— YOUR INSTRUCTIONS —
Could you reproduce every row below word for word, omitting the pictures?

*** DATA TO PROCESS

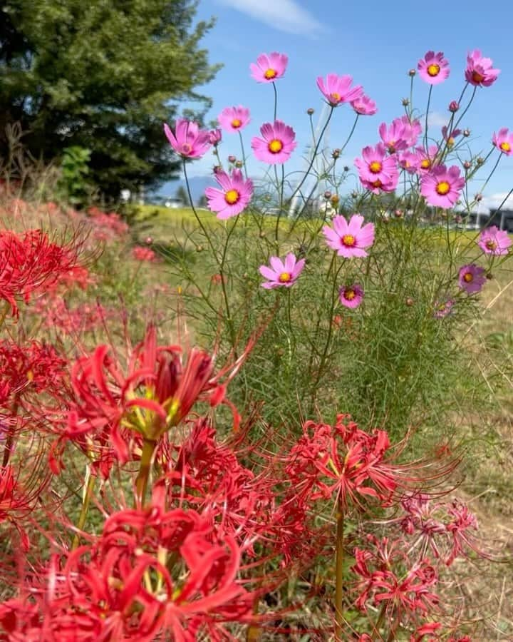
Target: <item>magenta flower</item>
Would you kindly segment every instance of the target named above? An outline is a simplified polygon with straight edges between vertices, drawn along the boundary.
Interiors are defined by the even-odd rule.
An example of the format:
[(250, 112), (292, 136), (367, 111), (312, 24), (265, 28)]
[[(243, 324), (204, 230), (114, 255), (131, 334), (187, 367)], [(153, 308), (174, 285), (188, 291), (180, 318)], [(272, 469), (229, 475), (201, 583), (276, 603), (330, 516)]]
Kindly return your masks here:
[(351, 101), (351, 106), (360, 116), (373, 116), (378, 111), (376, 103), (368, 96), (362, 94), (360, 98)]
[(395, 172), (390, 176), (387, 176), (385, 180), (375, 178), (369, 180), (360, 177), (360, 180), (363, 187), (372, 192), (373, 194), (380, 194), (381, 192), (393, 192), (399, 181), (399, 173)]
[(430, 205), (448, 210), (460, 198), (464, 185), (459, 167), (453, 165), (447, 169), (438, 165), (422, 177), (420, 193)]
[(178, 118), (175, 133), (166, 123), (164, 133), (175, 151), (183, 158), (200, 158), (210, 147), (210, 133), (200, 129), (197, 123)]
[(257, 83), (272, 83), (285, 73), (288, 62), (289, 57), (285, 54), (261, 54), (256, 63), (249, 65), (252, 78)]
[(361, 85), (351, 87), (352, 82), (353, 78), (351, 76), (328, 73), (326, 82), (321, 76), (318, 77), (317, 86), (329, 104), (332, 107), (338, 107), (342, 103), (356, 101), (363, 93), (363, 88)]
[(360, 179), (387, 182), (397, 173), (397, 163), (394, 156), (387, 156), (385, 146), (378, 143), (375, 147), (368, 146), (362, 150), (362, 158), (355, 158), (355, 165)]
[(418, 154), (406, 150), (398, 154), (398, 162), (409, 174), (415, 174), (418, 171), (420, 161)]
[(483, 58), (481, 51), (475, 49), (467, 56), (465, 80), (476, 87), (489, 87), (500, 73), (500, 69), (494, 69), (492, 65), (490, 58)]
[(477, 245), (484, 254), (492, 254), (494, 256), (507, 254), (511, 244), (512, 240), (507, 232), (499, 230), (497, 225), (491, 225), (483, 230), (477, 241)]
[(497, 133), (494, 132), (492, 142), (499, 151), (506, 154), (507, 156), (513, 154), (513, 132), (509, 133), (509, 130), (506, 127), (499, 129)]
[(480, 292), (486, 283), (484, 268), (480, 268), (474, 263), (463, 265), (458, 272), (458, 285), (467, 294), (475, 294)]
[(430, 85), (438, 85), (449, 78), (449, 61), (443, 57), (443, 52), (428, 51), (417, 66), (419, 76)]
[(382, 123), (378, 131), (380, 138), (390, 153), (393, 154), (396, 151), (406, 149), (408, 146), (405, 134), (405, 123), (400, 118), (395, 118), (388, 126), (386, 123)]
[(220, 129), (211, 129), (209, 132), (209, 139), (211, 145), (214, 146), (219, 145), (222, 139), (222, 132)]
[(252, 148), (259, 160), (276, 165), (284, 163), (296, 148), (296, 134), (294, 129), (282, 121), (274, 123), (264, 123), (260, 128), (261, 138), (252, 138)]
[(338, 291), (338, 300), (346, 307), (353, 310), (363, 300), (363, 288), (358, 283), (342, 286)]
[(343, 216), (336, 216), (333, 228), (323, 228), (328, 245), (346, 258), (367, 256), (365, 250), (374, 243), (374, 225), (367, 223), (362, 227), (363, 223), (363, 217), (360, 214), (353, 214), (348, 223)]
[(285, 257), (284, 262), (277, 256), (271, 256), (269, 258), (269, 263), (271, 268), (261, 265), (259, 268), (260, 274), (264, 279), (267, 279), (266, 282), (261, 284), (261, 287), (266, 290), (280, 287), (281, 285), (286, 287), (293, 285), (304, 268), (305, 259), (298, 261), (291, 252)]
[(238, 169), (232, 170), (231, 175), (226, 172), (217, 172), (215, 180), (221, 189), (205, 190), (209, 209), (217, 212), (217, 218), (222, 220), (240, 214), (251, 200), (253, 181), (250, 178), (244, 180), (242, 172)]
[(217, 121), (222, 128), (232, 133), (244, 129), (250, 120), (249, 110), (242, 105), (225, 107), (217, 116)]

******

— RESULT OF THIS EXERCISE —
Target: <item>magenta flower</item>
Would you kindly segment every instance of the target named above? An outline is a simplified polygon with straight edges between vertices, drawn along the boundary.
Interiors are defined by the even-odd rule.
An example of the format:
[(250, 112), (292, 136), (367, 111), (312, 24), (265, 28)]
[[(243, 324), (204, 230), (114, 255), (131, 334), (187, 367)], [(153, 308), (174, 285), (188, 291), (180, 318)], [(272, 469), (229, 475), (201, 583), (276, 603), (330, 516)]]
Kindly return your masks here:
[(351, 101), (351, 106), (360, 116), (373, 116), (378, 111), (376, 103), (368, 96), (362, 94), (360, 98)]
[(395, 172), (390, 176), (387, 176), (385, 180), (375, 178), (369, 180), (360, 177), (360, 180), (363, 187), (372, 192), (373, 194), (380, 194), (381, 192), (393, 192), (399, 181), (399, 173)]
[(430, 205), (448, 210), (460, 198), (464, 185), (459, 167), (453, 165), (447, 169), (438, 165), (422, 177), (420, 193)]
[(178, 118), (175, 133), (166, 123), (164, 133), (175, 151), (183, 158), (200, 158), (210, 147), (210, 133), (200, 129), (197, 123)]
[(257, 83), (272, 83), (285, 73), (288, 62), (289, 57), (285, 54), (261, 54), (256, 63), (249, 65), (252, 78)]
[(361, 85), (351, 87), (352, 82), (353, 78), (351, 76), (328, 73), (326, 82), (321, 76), (318, 77), (317, 86), (329, 104), (332, 107), (338, 107), (342, 103), (356, 101), (363, 93), (363, 88)]
[(360, 179), (387, 182), (397, 173), (397, 163), (394, 156), (387, 156), (385, 146), (378, 143), (375, 147), (368, 146), (362, 150), (362, 158), (355, 158), (355, 165)]
[(418, 154), (406, 150), (398, 154), (398, 162), (409, 174), (415, 174), (418, 171), (420, 161)]
[(483, 58), (481, 51), (475, 49), (467, 56), (465, 80), (476, 87), (489, 87), (500, 73), (500, 69), (494, 69), (492, 65), (490, 58)]
[(477, 245), (484, 254), (492, 254), (494, 256), (507, 254), (511, 244), (512, 240), (507, 232), (499, 230), (497, 225), (491, 225), (483, 230), (477, 241)]
[(497, 133), (494, 132), (492, 142), (499, 151), (506, 154), (507, 156), (513, 154), (513, 132), (509, 133), (509, 130), (506, 127), (499, 129)]
[(480, 292), (486, 283), (484, 268), (480, 268), (474, 263), (463, 265), (458, 272), (458, 285), (467, 294), (475, 294)]
[(430, 85), (438, 85), (449, 78), (449, 61), (443, 57), (443, 52), (428, 51), (417, 66), (419, 76)]
[(382, 123), (378, 131), (380, 138), (390, 153), (393, 154), (396, 151), (406, 149), (408, 146), (405, 134), (405, 123), (400, 118), (395, 118), (388, 126), (386, 123)]
[(220, 129), (211, 129), (209, 132), (209, 139), (211, 145), (214, 146), (219, 145), (222, 139), (222, 132)]
[(252, 148), (259, 160), (276, 165), (284, 163), (296, 148), (296, 134), (294, 129), (282, 121), (274, 123), (264, 123), (260, 128), (261, 138), (252, 138)]
[(338, 291), (338, 300), (346, 307), (353, 310), (363, 300), (363, 288), (358, 283), (342, 286)]
[(343, 216), (336, 216), (333, 228), (323, 228), (328, 245), (346, 258), (367, 256), (365, 250), (374, 243), (374, 225), (367, 223), (362, 227), (363, 223), (363, 217), (360, 214), (353, 214), (348, 223)]
[(285, 257), (284, 262), (277, 256), (271, 256), (269, 258), (269, 263), (271, 268), (261, 265), (259, 268), (260, 274), (264, 279), (267, 279), (266, 282), (261, 284), (261, 287), (266, 290), (280, 287), (281, 285), (286, 287), (293, 285), (304, 268), (305, 259), (298, 261), (291, 252)]
[(238, 169), (232, 170), (231, 175), (226, 172), (217, 172), (215, 180), (221, 189), (205, 190), (209, 209), (217, 212), (217, 218), (222, 220), (240, 214), (251, 200), (253, 181), (250, 178), (244, 180), (242, 172)]
[(217, 121), (222, 128), (232, 133), (244, 129), (250, 120), (249, 110), (242, 105), (225, 107), (217, 116)]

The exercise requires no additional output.